What is needed —
Output the items below line for line, without any change, and leave out the pictures.

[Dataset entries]

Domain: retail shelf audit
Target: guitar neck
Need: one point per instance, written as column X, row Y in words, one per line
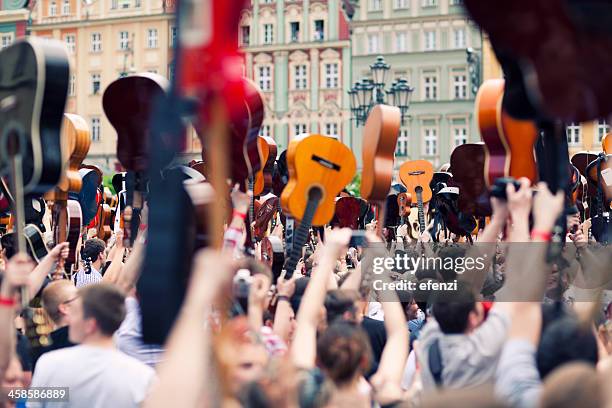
column 300, row 237
column 421, row 211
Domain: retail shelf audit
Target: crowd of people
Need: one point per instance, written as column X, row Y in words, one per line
column 512, row 334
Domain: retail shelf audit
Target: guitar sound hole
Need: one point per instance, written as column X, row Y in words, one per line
column 315, row 194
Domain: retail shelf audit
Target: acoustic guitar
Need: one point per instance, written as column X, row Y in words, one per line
column 508, row 142
column 416, row 176
column 33, row 92
column 319, row 168
column 378, row 153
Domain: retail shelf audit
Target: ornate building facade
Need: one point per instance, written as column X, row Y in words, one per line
column 425, row 42
column 298, row 52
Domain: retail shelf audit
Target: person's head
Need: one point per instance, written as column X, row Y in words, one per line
column 563, row 341
column 457, row 311
column 95, row 250
column 343, row 352
column 408, row 302
column 342, row 305
column 57, row 299
column 573, row 385
column 96, row 313
column 240, row 355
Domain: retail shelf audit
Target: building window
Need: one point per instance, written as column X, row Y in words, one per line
column 72, row 85
column 245, row 35
column 459, row 35
column 70, row 40
column 152, row 38
column 400, row 41
column 331, row 75
column 300, row 77
column 295, row 31
column 95, row 129
column 430, row 40
column 430, row 82
column 319, row 33
column 331, row 129
column 602, row 129
column 298, row 129
column 460, row 85
column 124, row 40
column 268, row 33
column 265, row 130
column 459, row 135
column 95, row 84
column 401, row 149
column 265, row 78
column 375, row 5
column 6, row 39
column 574, row 134
column 373, row 44
column 431, row 141
column 96, row 42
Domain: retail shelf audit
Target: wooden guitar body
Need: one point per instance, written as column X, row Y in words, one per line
column 76, row 133
column 508, row 141
column 263, row 178
column 33, row 91
column 316, row 162
column 379, row 142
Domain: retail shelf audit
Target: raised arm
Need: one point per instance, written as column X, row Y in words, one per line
column 38, row 275
column 16, row 275
column 187, row 353
column 303, row 348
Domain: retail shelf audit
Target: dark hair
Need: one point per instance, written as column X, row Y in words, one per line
column 300, row 288
column 92, row 249
column 338, row 302
column 342, row 351
column 563, row 341
column 452, row 308
column 105, row 303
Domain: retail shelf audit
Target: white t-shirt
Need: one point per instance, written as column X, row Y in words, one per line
column 96, row 377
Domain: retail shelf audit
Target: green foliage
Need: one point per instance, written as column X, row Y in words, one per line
column 355, row 185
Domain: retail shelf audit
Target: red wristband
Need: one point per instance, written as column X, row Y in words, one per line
column 236, row 213
column 542, row 235
column 7, row 301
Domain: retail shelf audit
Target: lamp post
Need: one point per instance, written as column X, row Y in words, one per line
column 369, row 92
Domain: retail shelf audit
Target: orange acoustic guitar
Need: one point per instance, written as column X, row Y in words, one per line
column 267, row 154
column 379, row 141
column 319, row 168
column 416, row 176
column 508, row 142
column 606, row 143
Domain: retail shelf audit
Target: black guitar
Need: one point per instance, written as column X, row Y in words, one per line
column 33, row 90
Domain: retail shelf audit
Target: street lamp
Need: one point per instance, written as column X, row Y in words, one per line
column 371, row 91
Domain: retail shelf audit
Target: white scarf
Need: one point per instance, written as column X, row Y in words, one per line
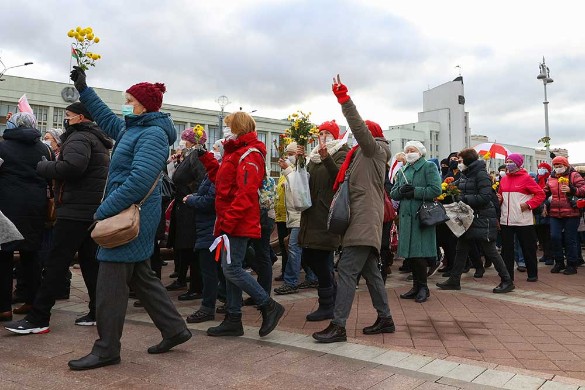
column 332, row 148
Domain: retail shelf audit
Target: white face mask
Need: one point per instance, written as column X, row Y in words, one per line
column 412, row 157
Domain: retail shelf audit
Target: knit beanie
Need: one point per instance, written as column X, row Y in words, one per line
column 331, row 127
column 417, row 144
column 375, row 129
column 561, row 160
column 149, row 95
column 517, row 158
column 79, row 108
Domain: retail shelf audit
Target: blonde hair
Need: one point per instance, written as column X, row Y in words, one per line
column 240, row 122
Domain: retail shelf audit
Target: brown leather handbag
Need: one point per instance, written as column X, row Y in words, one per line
column 121, row 228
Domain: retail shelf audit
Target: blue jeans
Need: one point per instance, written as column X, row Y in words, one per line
column 566, row 227
column 237, row 279
column 293, row 265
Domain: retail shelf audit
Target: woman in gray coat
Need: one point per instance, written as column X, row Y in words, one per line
column 416, row 182
column 366, row 166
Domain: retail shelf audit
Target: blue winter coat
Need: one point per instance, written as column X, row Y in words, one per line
column 139, row 156
column 203, row 201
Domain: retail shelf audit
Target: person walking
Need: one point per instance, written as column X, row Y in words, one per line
column 365, row 166
column 79, row 174
column 143, row 138
column 418, row 181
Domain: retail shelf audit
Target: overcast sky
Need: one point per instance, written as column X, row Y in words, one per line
column 277, row 56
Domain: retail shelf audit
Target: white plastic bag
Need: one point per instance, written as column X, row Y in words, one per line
column 299, row 184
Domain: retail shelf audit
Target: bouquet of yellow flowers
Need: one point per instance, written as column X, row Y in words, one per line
column 449, row 189
column 302, row 131
column 83, row 38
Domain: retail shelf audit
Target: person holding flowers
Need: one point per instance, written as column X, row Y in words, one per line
column 563, row 185
column 143, row 138
column 366, row 166
column 475, row 189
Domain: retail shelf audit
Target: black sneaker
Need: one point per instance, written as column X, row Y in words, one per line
column 86, row 320
column 25, row 327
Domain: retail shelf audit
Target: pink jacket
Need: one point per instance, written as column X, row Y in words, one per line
column 559, row 203
column 517, row 188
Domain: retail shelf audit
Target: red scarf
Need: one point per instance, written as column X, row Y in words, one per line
column 376, row 131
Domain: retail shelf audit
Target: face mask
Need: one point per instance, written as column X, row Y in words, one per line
column 412, row 157
column 511, row 167
column 127, row 110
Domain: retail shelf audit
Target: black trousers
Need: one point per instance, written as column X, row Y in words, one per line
column 69, row 237
column 112, row 302
column 527, row 238
column 318, row 260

Final result —
Domain: retail shelf audit
Target: guitar neck
Need: one point per instance, written as column X, row Y in words, one per line
column 300, row 237
column 421, row 211
Domain: retail shelf audit
Target: crowd of people
Need: one point per instance, written as column X, row Y in words, one per line
column 512, row 334
Domain: retail shelf audit
Target: guitar sound hole
Need: one point per instance, written as column X, row Y in words, one per line
column 315, row 194
Domain: retail shelf audit
Target: acoustic guitar
Need: one point per instance, written as column X, row Y in words, one per line
column 508, row 142
column 416, row 176
column 33, row 92
column 319, row 168
column 378, row 153
Domain: retail shelf audit
Target: ornate building facade
Need: one point per instance, written as column X, row Y in words, one per line
column 425, row 42
column 298, row 52
Domain: retail shelf audit
Target: person's head
Need: one point per instance, written as column X, row Y in words, one per line
column 563, row 341
column 457, row 311
column 95, row 250
column 343, row 352
column 408, row 302
column 342, row 305
column 57, row 299
column 573, row 385
column 96, row 313
column 240, row 355
Domain: retail shelf audit
Target: building window
Need: one point per instance, written as column X, row Y in words, one per line
column 72, row 85
column 245, row 35
column 459, row 35
column 70, row 40
column 152, row 38
column 400, row 41
column 331, row 75
column 300, row 77
column 295, row 31
column 95, row 129
column 430, row 40
column 430, row 82
column 319, row 33
column 331, row 129
column 602, row 129
column 298, row 129
column 460, row 85
column 124, row 40
column 268, row 33
column 265, row 130
column 459, row 135
column 95, row 84
column 401, row 149
column 265, row 78
column 375, row 5
column 6, row 39
column 574, row 134
column 373, row 44
column 431, row 141
column 96, row 42
Domain: retail shelf audit
Target: wooden guitar body
Need: one point per instance, written as column X, row Y in words, one per line
column 76, row 133
column 508, row 141
column 263, row 178
column 33, row 91
column 316, row 162
column 379, row 142
Domain: retail shelf audit
Target: raised arm
Need: one point per instance, written as column X, row Y in words, one per line
column 38, row 275
column 16, row 275
column 187, row 353
column 303, row 348
Domain: retail shelf audit
Target: dark hair
Need: one point per instance, written as column X, row Y in words, one per line
column 300, row 288
column 92, row 249
column 338, row 302
column 342, row 351
column 563, row 341
column 452, row 308
column 105, row 303
Domain: retail shelf audit
Target: white t-shirt
Need: one point per instance, written as column X, row Y in words, one per line
column 96, row 377
Domain: retail shelf audit
Target: green foliage
Need: one point per instance, written as column X, row Y in words, one per line
column 355, row 185
Domain: retail shelf audit
Target: red wristband
Need: one point per instance, written as column X, row Y in words, one per line
column 236, row 213
column 542, row 235
column 7, row 301
Domain: retail shelf audit
Target: lamp post
Need: one point per instance, written as column X, row Y in words, one per line
column 369, row 92
Domain: retail shelf audit
Target: orange acoustic guitar
Need: one point per instance, written as column X, row Y in words, one per line
column 267, row 154
column 379, row 141
column 319, row 168
column 416, row 176
column 508, row 142
column 606, row 143
Domain: retail shelf audit
Target: black guitar
Need: one point per instance, written as column X, row Y in words, one per line
column 33, row 90
Domain: retail shelf audit
Target: street lamp
Need: one point per instance, written as column X, row Y in words, one per line
column 371, row 91
Domain: retail shelf audit
Target: white scarf
Need: one point per instance, written as column X, row Y in words, one per line
column 332, row 148
Domain: retail shelf audit
Target: white face mask
Need: one point per instance, written as column X, row Y in words, one per line
column 412, row 157
Domain: retail shelf audit
Target: knit beanie
Need: one point per instance, written as column X, row Y in words, one per line
column 331, row 127
column 417, row 144
column 375, row 129
column 561, row 160
column 149, row 95
column 517, row 158
column 79, row 108
Domain: retail shelf audit
Target: blonde hair
Need: one point per instance, written as column X, row Y in words, one per line
column 240, row 122
Domain: retail shelf audit
Target: brown leather handbag
Need: one point per instance, written as column X, row Y in words, one per line
column 121, row 228
Domain: retail shelf audit
Target: blue jeans
Need: one point per instance, written as column X, row Y in words, one per line
column 566, row 227
column 237, row 279
column 293, row 265
Domain: retail shelf audit
Target: woman in gray coat
Need: one point per instance, written as column X, row Y in words, one per line
column 416, row 182
column 366, row 166
Domain: retail shelf audit
Target: blue winter coat
Need: one point per instance, written as column X, row Y in words, one per line
column 139, row 156
column 203, row 201
Domain: retail shelf audit
Target: person walking
Need: one point per instance, written as column X, row Y in words, one per line
column 365, row 166
column 79, row 174
column 143, row 138
column 418, row 181
Domain: retail shelf audit
Target: overcast sky
Need: one point per instance, written as column X, row Y in words, one per line
column 277, row 56
Domain: retail shelf audit
Target: white plastic bag
Need: one point per instance, written as column X, row Y in words, one per line
column 299, row 184
Domain: retail shelf audit
Target: bouquet of yellow flowers
Need: one point per instance, written as column X, row Y in words, one per line
column 449, row 189
column 302, row 131
column 83, row 38
Domain: retail shelf audit
Target: person holding flowers
Need: one point per instance, written as column X, row Y in words, one per line
column 563, row 185
column 143, row 138
column 366, row 166
column 475, row 189
Domain: retail shelf audit
Target: black sneaker
Need: one point per instance, written as column X, row Y in words, one per line
column 86, row 320
column 25, row 327
Domain: retail shelf audit
Target: pink jacket
Need: one point per instance, written as column X, row Y in words, one per line
column 559, row 203
column 517, row 188
Domain: retail shelf audit
Target: red scarf
Need: one point per instance, written as column X, row Y in words, one per line
column 376, row 131
Domain: retail shelf audit
Target: face mask
Need: one point per instance, written as column X, row Y in words, one per line
column 412, row 157
column 511, row 167
column 127, row 110
Domain: retail shelf audit
Target: black trousers
Need: one point per instance, written as column X, row Y in words, one per line
column 69, row 237
column 112, row 302
column 527, row 238
column 318, row 260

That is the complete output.